__Exercise directions__. The records below are to be retyped in full, without any alteration.
***** Data shown *****
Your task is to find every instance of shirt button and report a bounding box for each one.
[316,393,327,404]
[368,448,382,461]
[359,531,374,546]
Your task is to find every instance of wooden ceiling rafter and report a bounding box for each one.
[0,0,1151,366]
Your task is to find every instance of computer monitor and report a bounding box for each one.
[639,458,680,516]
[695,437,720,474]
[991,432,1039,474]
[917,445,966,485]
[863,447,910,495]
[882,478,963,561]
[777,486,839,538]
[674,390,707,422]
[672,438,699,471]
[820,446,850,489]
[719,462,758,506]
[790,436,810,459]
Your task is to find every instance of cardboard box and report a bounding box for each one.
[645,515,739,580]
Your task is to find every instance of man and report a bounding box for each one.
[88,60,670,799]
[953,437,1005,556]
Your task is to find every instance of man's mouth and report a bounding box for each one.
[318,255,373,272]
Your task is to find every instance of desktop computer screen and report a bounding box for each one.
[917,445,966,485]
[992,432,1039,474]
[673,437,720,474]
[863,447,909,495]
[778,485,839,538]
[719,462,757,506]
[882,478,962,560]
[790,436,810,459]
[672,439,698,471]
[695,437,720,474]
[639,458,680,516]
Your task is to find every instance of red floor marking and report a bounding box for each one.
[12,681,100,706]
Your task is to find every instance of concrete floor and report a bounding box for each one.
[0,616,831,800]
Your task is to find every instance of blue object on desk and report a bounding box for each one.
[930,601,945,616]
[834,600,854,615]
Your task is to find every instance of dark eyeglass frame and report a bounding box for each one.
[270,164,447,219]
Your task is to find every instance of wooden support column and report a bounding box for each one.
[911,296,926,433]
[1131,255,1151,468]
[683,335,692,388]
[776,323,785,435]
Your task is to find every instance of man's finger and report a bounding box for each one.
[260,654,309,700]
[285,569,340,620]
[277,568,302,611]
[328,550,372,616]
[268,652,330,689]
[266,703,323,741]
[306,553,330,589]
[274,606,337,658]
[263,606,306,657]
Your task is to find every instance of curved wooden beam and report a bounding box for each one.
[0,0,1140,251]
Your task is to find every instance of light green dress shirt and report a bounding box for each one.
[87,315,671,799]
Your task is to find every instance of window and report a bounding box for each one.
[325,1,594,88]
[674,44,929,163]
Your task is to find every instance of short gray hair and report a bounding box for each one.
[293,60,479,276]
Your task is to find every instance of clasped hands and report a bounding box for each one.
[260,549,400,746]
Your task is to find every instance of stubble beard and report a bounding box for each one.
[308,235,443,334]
*****
__Solution__.
Your task is to find every instance of shirt button and report a bounding box for each one.
[316,393,327,404]
[368,448,382,461]
[359,531,374,546]
Your task is to find every instance of wooden ceiling rafter and report a bounding box for each one.
[0,0,1151,366]
Your task is to find every instance of computer monitor and report a bounding box for each one.
[639,458,680,516]
[695,437,720,474]
[991,432,1039,474]
[917,445,966,485]
[863,447,910,495]
[882,478,963,561]
[777,486,839,538]
[674,390,707,422]
[672,438,699,471]
[820,446,850,489]
[719,462,758,506]
[790,436,810,459]
Your task is to find every instance of cardboard box and report a bounding box for each one.
[645,515,739,580]
Your task is to find every instance of man and report a bounding box for each one.
[88,60,670,799]
[953,437,1005,556]
Your task is to find every instance of man's mouth and report a bounding box for each one.
[318,255,373,272]
Your task is to find every instance of desktop computer screen and report a bounding box for each one.
[917,445,966,485]
[992,432,1039,474]
[673,437,720,474]
[863,447,909,495]
[778,485,839,538]
[719,462,757,506]
[882,478,962,560]
[790,436,810,459]
[672,439,698,471]
[695,437,720,474]
[639,458,680,516]
Your task is to find every instance of red floor marking and report a bounding box for each one.
[12,681,100,706]
Your task is to find every instance of concrete floor and report a bounding box for each one.
[0,616,831,800]
Your task is to find every instance of blue object on desk and report a bounding box for each one.
[930,601,945,616]
[834,600,854,615]
Your task is to find every instance of dark eyeglass frame and report a bounding box for each one.
[270,164,447,219]
Your task is to find every instance of wooden support column and report a bounding box for each one.
[911,296,926,433]
[1131,255,1151,468]
[683,335,692,388]
[776,323,785,435]
Your task is to find every instance of man's finger and report a bounding box for each one.
[260,654,309,700]
[285,569,340,620]
[277,568,302,611]
[328,550,372,616]
[268,652,330,689]
[266,703,323,741]
[306,553,330,589]
[274,606,337,658]
[263,606,306,657]
Your task is to find every instance of curved wooden beam and report a bounding box for each one.
[0,0,1140,251]
Your task is to find every instance of light green dress shirt and report a bounding box for each one.
[87,315,671,799]
Your task is to find every instance of window and report a bounding box for each one.
[325,1,594,88]
[674,44,929,163]
Your task is to find every instance of short gray hair and report a bounding box for each one.
[293,60,479,276]
Your task is to find every instance of clasped hands and report a bounding box for each one.
[260,549,400,746]
Your task is to find every instance of stubble beard and report a bounding box for each one.
[308,235,443,334]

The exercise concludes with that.